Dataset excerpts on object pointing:
________________

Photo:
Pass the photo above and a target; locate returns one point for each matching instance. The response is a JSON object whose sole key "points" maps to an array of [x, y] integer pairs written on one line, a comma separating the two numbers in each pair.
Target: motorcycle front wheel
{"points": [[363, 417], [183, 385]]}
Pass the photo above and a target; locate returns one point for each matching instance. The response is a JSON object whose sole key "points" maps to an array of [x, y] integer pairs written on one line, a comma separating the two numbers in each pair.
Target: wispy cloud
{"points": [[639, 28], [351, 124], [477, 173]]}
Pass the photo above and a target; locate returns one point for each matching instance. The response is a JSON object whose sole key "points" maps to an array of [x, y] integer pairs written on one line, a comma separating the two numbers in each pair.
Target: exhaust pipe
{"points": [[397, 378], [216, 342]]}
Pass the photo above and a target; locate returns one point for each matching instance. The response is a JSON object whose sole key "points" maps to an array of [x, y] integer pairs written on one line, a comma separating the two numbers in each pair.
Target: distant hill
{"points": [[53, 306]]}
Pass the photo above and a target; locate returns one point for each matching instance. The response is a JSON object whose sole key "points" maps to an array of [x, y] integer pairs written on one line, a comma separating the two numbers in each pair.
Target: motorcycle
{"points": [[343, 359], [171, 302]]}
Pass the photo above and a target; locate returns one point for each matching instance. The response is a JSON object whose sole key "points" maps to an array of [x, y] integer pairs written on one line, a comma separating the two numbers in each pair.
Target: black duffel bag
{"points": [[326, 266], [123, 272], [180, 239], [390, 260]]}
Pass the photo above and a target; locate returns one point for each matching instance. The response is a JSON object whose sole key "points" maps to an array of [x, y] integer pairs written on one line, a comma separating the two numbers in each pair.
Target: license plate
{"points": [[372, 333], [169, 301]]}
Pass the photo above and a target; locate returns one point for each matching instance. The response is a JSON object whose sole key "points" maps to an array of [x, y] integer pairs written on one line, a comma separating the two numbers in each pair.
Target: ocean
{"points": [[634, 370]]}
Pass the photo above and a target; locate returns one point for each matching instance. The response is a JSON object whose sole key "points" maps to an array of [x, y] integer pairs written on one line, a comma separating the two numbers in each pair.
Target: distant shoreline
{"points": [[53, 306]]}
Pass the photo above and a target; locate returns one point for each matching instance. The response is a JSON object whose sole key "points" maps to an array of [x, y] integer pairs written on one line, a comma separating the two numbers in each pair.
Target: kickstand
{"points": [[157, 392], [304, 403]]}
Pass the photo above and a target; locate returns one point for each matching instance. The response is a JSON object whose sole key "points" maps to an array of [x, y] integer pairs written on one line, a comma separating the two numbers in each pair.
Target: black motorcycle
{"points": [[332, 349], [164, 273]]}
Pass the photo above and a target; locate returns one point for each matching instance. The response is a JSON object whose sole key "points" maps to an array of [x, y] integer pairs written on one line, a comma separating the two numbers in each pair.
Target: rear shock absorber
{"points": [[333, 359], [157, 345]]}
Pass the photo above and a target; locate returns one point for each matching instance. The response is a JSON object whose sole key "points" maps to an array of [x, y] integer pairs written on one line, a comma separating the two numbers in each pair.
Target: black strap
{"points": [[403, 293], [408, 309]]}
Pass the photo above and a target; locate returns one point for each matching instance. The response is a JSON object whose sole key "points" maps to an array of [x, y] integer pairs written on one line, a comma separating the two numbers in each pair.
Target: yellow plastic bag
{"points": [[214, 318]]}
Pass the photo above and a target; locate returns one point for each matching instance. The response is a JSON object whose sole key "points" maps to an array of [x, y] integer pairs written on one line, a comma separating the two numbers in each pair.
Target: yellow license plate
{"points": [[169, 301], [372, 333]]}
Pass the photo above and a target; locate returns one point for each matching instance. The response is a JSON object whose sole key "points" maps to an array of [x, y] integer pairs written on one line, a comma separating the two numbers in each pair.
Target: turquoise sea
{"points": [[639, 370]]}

________________

Using the exact wording, write out all of the records.

[RESULT OF THE EXERCISE]
Photo:
Pass the photo above and a target; locate returns one point for each matching instance. The response is a JSON object whose sole key "points" maps to an array of [x, y] integer pairs written on one line, a comma separating the two numbers in each pair.
Target: motorcycle front wheel
{"points": [[363, 417], [183, 385]]}
Pass the photo above and a target; locate returns one point for each matching instance. The response is a JSON object whose sole key "points" maps to an array of [x, y] integer pairs written on one line, a comma separating the two numbers in each pair.
Target: wispy cloud
{"points": [[639, 28], [351, 124], [477, 173]]}
Pass the photo above and a target; locate returns one point for each matching instance. The response is a JSON object whose sole key "points" maps to an array of [x, y] integer pairs written on one line, a comma separating the two numbers in each pair.
Target: exhaust pipe
{"points": [[397, 378], [216, 342]]}
Pass the photo above and a target; locate returns one point for each matching instance. The response is a JSON object whose sole key "points" maps to an array of [x, y] integer pairs written on one line, a comma separating the two numbers in each pair.
Target: distant hill
{"points": [[53, 306]]}
Pass the photo above and a target; locate returns one point for each matching instance. The response is a JSON object whose sole key "points" maps to an array of [x, y] integer pairs written on one line, a comma separating the two numbers in each pair.
Target: motorcycle
{"points": [[343, 359], [171, 302]]}
Pass the photo above and a target; locate returns one point for each matching instance. The response is a JSON object whose sole key "points" maps to an array of [x, y] integer pairs written on one line, a comma separating the two numbers in each pair.
Target: black duffel bag
{"points": [[326, 266], [123, 272], [180, 239], [390, 260]]}
Pass the photo above and a target; locate returns one point for each matching instance. The response is a JSON object whose sole key "points" maps to an array of [x, y] integer pairs written on one line, a comma separating the two numbers in each pair.
Target: license plate
{"points": [[372, 333], [169, 301]]}
Pass the photo above and a target; locate returns one point for each matching instance. The response is a JSON object whose sole key "points" maps to an array of [x, y] integer pairs written on one line, a comma separating the two numbers in each pair.
Target: ocean
{"points": [[634, 370]]}
Pass the photo above and a target; locate returns one point for each matching instance. The response is a JSON object whose sole key "points" maps to an array of [x, y] integer pairs written on one line, a comma separating the two numbers in each pair.
Target: distant shoreline
{"points": [[53, 306]]}
Pass the photo above and a target; locate returns one point for each matching instance. The response is a JSON object whose sole key "points" maps to an array of [x, y] integer pairs written on one line, a comma separating the two numbers in each pair.
Target: kickstand
{"points": [[157, 392], [304, 403]]}
Pass the photo above and a target; locate returns one point for each matching instance. The response is a JSON object whose sole key "points" maps to an array of [x, y] integer pairs written on one line, a comma separating the two numbers in each pair.
Target: black motorcycle
{"points": [[332, 349], [164, 273]]}
Pass the photo above and a target; locate returns one point for each matching instance. The response is a JSON object whose sole key "points" maps to an array of [x, y] integer pairs written on one line, a comma separating the two numbers in each pair.
Target: rear shock absorber
{"points": [[333, 359], [157, 345]]}
Pass the photo above and a target; locate returns one point for each matching instance. The response is a JSON object whose sole key "points" maps to an array of [x, y] integer pairs written on one line, a comma separating the two numbers in each pair.
Target: black strap
{"points": [[403, 293], [408, 309]]}
Pass the photo above and a target; locate returns one point for each matching instance. The response is a JSON object whose sole key "points" maps to an array of [x, y] integer pairs written on one line, a comma separating the two numbers in each pair.
Target: yellow plastic bag
{"points": [[214, 318]]}
Pass the photo above and a target; locate returns one point for each matching instance. The response is a JSON object whose sole key "points" maps to an array of [x, y] integer pairs written on one line, a comma separating the two numbers in each pair.
Target: yellow license plate
{"points": [[169, 301], [372, 333]]}
Pass the photo above and a target; locate returns one point for each matching instance. The response is a JSON object whose sole key "points" maps to an array of [x, y] integer pairs written on one line, a comma separating the two numbers in each pair.
Target: turquoise sea
{"points": [[639, 370]]}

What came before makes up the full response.